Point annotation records
# # #

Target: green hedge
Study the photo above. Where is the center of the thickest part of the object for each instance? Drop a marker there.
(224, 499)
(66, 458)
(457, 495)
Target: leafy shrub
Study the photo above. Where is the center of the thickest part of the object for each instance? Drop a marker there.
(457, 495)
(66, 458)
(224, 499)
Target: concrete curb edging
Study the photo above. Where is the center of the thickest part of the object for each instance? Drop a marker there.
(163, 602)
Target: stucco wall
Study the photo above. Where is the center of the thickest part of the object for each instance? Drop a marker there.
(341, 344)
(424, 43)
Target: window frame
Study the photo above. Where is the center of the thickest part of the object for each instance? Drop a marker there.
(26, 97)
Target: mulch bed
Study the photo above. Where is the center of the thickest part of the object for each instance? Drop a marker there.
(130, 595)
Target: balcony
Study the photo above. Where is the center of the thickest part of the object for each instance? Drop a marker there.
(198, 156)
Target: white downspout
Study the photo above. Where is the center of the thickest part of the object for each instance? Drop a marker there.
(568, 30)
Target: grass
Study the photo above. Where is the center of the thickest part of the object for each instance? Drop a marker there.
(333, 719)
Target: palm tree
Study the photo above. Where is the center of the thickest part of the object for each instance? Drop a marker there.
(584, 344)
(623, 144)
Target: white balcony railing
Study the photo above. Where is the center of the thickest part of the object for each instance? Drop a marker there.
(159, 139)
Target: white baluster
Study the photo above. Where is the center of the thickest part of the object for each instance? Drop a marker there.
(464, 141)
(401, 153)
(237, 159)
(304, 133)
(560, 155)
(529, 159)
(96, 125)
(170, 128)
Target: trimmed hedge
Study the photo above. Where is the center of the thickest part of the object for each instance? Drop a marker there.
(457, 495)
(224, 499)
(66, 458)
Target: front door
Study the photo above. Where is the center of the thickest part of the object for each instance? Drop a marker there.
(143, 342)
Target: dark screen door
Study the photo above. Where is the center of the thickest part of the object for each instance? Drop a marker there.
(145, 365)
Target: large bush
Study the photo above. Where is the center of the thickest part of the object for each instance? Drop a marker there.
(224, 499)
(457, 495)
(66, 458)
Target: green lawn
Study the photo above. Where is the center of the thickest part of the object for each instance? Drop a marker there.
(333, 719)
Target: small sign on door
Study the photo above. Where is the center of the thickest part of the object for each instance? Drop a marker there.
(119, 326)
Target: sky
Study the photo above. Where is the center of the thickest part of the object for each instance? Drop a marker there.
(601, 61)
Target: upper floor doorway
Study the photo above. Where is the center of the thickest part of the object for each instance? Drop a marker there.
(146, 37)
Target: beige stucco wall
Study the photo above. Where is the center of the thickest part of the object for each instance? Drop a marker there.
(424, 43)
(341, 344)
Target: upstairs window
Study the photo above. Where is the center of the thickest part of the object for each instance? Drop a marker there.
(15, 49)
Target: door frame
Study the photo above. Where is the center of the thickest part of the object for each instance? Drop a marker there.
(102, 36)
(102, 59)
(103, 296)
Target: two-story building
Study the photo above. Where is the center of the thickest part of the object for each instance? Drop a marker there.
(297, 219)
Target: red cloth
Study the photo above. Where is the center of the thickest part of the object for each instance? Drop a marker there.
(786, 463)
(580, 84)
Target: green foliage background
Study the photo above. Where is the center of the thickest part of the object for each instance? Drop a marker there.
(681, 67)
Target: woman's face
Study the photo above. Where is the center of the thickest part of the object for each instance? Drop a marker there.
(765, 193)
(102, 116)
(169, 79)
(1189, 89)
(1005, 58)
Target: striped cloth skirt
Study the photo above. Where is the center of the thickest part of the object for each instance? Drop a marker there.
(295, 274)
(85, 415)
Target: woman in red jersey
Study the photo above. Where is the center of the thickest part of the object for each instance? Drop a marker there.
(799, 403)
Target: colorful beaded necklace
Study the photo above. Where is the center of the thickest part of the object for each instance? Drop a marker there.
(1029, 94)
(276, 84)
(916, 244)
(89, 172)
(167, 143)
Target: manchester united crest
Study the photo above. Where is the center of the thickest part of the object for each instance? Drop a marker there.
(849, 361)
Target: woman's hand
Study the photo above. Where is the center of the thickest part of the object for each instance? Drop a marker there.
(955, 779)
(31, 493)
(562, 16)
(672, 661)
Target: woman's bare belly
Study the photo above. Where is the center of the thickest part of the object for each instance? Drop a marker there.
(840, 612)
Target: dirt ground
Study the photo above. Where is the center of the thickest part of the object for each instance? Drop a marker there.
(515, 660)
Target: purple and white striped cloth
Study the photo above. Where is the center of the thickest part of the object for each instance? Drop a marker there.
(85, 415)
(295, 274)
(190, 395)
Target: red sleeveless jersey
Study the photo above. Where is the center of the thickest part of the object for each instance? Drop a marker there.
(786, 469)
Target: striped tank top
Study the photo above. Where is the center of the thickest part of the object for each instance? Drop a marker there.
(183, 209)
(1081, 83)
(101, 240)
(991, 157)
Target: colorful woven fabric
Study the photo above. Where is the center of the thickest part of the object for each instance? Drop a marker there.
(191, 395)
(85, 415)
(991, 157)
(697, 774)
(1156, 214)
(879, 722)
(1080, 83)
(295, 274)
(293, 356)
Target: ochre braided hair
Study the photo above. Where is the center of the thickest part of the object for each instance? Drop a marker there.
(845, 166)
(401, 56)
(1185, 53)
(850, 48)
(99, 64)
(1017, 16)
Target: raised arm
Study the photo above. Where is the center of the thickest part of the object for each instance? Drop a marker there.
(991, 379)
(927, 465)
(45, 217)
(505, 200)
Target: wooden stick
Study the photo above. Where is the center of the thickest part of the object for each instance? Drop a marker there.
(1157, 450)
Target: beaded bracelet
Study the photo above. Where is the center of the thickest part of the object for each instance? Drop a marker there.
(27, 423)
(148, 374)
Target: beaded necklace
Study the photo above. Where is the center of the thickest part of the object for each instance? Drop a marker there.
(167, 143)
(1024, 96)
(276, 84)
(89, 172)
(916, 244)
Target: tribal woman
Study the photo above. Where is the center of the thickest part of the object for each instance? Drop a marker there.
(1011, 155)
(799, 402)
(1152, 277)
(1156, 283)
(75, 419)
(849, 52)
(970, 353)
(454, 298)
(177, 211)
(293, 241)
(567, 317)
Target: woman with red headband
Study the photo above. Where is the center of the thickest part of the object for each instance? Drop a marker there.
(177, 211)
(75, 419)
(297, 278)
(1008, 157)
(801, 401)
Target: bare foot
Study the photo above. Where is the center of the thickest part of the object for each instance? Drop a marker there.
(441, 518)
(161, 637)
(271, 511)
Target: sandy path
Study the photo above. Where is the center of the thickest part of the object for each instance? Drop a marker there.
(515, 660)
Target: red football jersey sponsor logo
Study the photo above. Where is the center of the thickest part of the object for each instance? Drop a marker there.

# # #

Short problem: Extract all of the data shown above and repeat it verbatim.

Output below:
Target: green hedge
Study the photo above. Where is the center of the thickest part of the object for each instance? Drop a marker there.
(224, 499)
(66, 458)
(457, 495)
Target: leafy shrub
Study the photo above. Where is the center of the thickest part of the object for each instance? Drop a marker there.
(457, 495)
(66, 458)
(224, 499)
Target: concrete curb edging
Study the photo above. Where is the center of the thickest part of the object for each instance? Drop a marker there.
(163, 602)
Target: stucco wall
Study the photo above. Where is the center of the thickest part of the object for each instance? Drop a marker there.
(341, 344)
(424, 43)
Target: window frame
Study the photo above. Where is the center of the thickest part of the object for each instance? Drop a marker there.
(26, 97)
Target: mulch bed
Study the photo above. Where is the center of the thickest part of the object for each instance? Drop a marker there.
(130, 595)
Target: balcony
Study the photo above. Where is the center of the thickest part of the object for each instance? Drop a marker there.
(198, 156)
Target: white downspout
Study the photo above. Where is the center of the thickest part of the object for each instance? Drop a marker there.
(568, 30)
Target: grass
Study the photo above. Where is the center of the thickest part of the object for each instance? Drop a marker there.
(333, 719)
Target: palm tree
Study the photo above. Where is the center of the thickest part of the object for each instance? Drop a marker there.
(584, 344)
(623, 144)
Target: white balcony railing
Study the photo above. Where is the center of the thickest part of the object for each instance? Drop a marker there.
(159, 139)
Target: white baluster
Study the photo above. Where is the center of the thickest part of the object for each instance? Drop a marker there.
(464, 141)
(401, 153)
(237, 159)
(304, 133)
(560, 155)
(529, 159)
(96, 125)
(170, 128)
Target: trimmed hedge
Study the photo above. Where is the center of the thickest part of the object for each instance? Drop a marker there.
(457, 495)
(224, 499)
(66, 458)
Target: front door
Study the photo above. Where is the center of the thickest part of the object for each instance? Drop a marker there.
(143, 342)
Target: dark screen door
Study the photo above. Where is the center of the thickest part of the object for each instance? Drop a marker there.
(145, 365)
Target: large bush
Study the photo above. Where is the center of the thickest part of the object for each instance? Drop a marker there.
(224, 499)
(457, 495)
(66, 458)
Target: green lawn
Study the photo above. Where is the center of the thickest part of the object for each instance? Drop a marker there.
(333, 719)
Target: small sign on door
Study the photo above. Where is the center of the thickest part of the object for each instance? Drop a marker there.
(119, 326)
Target: sky
Study the photo above. Where is the center of the thickest part of the object for each instance? Drop a marker there.
(601, 61)
Target: upper floor doorway
Study the photo above. Where is the center of the thickest part of the object for each instance? Drop a marker there.
(146, 37)
Target: beige stucco wall
Study the photo above. Where is the center of the thickest part of the object for each instance? Drop a marker there.
(424, 43)
(341, 344)
Target: upstairs window
Study the photo above. Where is the center of the thickest part of the object for each instance? Drop a marker there.
(15, 49)
Target: door frame
Study the photo above. Where is the center of the thickest part of the object for each instance? Drop a marker there.
(102, 36)
(102, 59)
(103, 296)
Target: two-story building
Study the photo above. Where is the center of the thickest part of the object for each instance? Drop a marker there.
(297, 219)
Target: red cloth
Study the photo above. Where is the center of the thickest part of the object for each instance? Drop a marker there.
(786, 463)
(580, 84)
Target: green foliage background
Study the photo above. Where is the center of the thickest part of the object for each instance? Drop a marker there.
(681, 67)
Target: woman's face
Study the photo above. Where is the center of the thickest part of the object for each instance? Drop a marker there.
(765, 193)
(102, 116)
(169, 79)
(1189, 89)
(1005, 58)
Target: striped cloth skirt
Study the photo above. Where is the center of the thickest part of the object for each instance? Drop a marker there.
(295, 274)
(85, 415)
Target: woman in red jersey
Study the photo above. Where is the center of the thickest part of the object for each instance? Drop a marker there.
(799, 403)
Target: colorful beaded necklace
Study the photo above. Where is the center of the thickest part of the object for each instance? Drop a marker there.
(1029, 94)
(276, 84)
(916, 244)
(89, 172)
(167, 143)
Target: manchester united crest
Study the photo above. Where is the center of the thickest part of the object for each instance? Drop a marker there.
(849, 361)
Target: woman's hand
Study the photo above. Where is the center of the thickest part of the object for each instance? Drop a marker there.
(955, 779)
(31, 493)
(562, 16)
(672, 661)
Target: woman's bare belly
Study the photo above. Where is the center of the thickest part of the object for each instance? Drop a marker there.
(840, 612)
Target: dirt ground
Study the photo above. Where is the center of the thickest part of the object for each instance? Drop a marker there.
(515, 660)
Target: purple and white striped cloth
Study the photo above. Where is the center of the thickest part of the object for each instance? Drop a marker there.
(85, 415)
(295, 274)
(190, 395)
Target: red sleeveless jersey
Study the photo above. Where is the center of the thickest part of the object for each instance? Drop a marker there.
(786, 469)
Target: striped tank top
Study the photo above. Where is the center of the thickest part of the object for each instance? Drop a marker there.
(183, 209)
(1081, 83)
(101, 240)
(991, 157)
Target: colorful woven fabric
Study the photo above. Where is the center of the thickest part of the object for each instance? Drop a marker there.
(191, 395)
(85, 415)
(991, 157)
(697, 774)
(1156, 214)
(879, 722)
(1080, 83)
(295, 274)
(293, 356)
Target: ochre braided hair
Study the photo above. Where is the center of the thickest part of the object for each instance? Drop a marker there.
(845, 166)
(401, 56)
(1185, 53)
(850, 48)
(99, 64)
(1017, 16)
Target: raised arm
Study the photo above. Where is the center of the thickest part of the object for each instance? Drop a marker there.
(991, 379)
(927, 465)
(45, 217)
(505, 200)
Target: wooden stick
Study the photo above. Where is the center of the thickest part of the object for each instance? Drop a marker there.
(1157, 450)
Target: beaded bracelet
Study the photo above. Where is the center of the thickest part of the object for each instance? Drop a marker there.
(27, 423)
(148, 374)
Target: beaded necklace
Study the photo above. Where is the center of the thickest part of the object for each instance? Drop a marker there.
(167, 143)
(1024, 96)
(276, 84)
(89, 172)
(916, 244)
Target: tribal woman
Study the photo above. Where is the center of the thickest part of the object for each instance? Drop a marker there.
(1011, 155)
(799, 402)
(1152, 277)
(1156, 283)
(75, 419)
(849, 52)
(970, 353)
(454, 298)
(177, 211)
(293, 241)
(567, 317)
Target: woman with red headband
Study the photo above. Where is the center of the thickest part of the object for each instance? Drop a marker there.
(177, 211)
(75, 419)
(297, 278)
(1008, 157)
(801, 401)
Target: bare foot
Study the photo above. Where is the center of the thickest part of the object for each instance? Drop a marker there.
(441, 518)
(161, 637)
(271, 511)
Target: sandy path
Study the photo above. Where is the center of the thickest part of the object for each instance? Drop a marker there.
(515, 660)
Target: red football jersey sponsor logo
Study the photo above. Where is the center of the thickest part of the object for each instance? Drop a marker there.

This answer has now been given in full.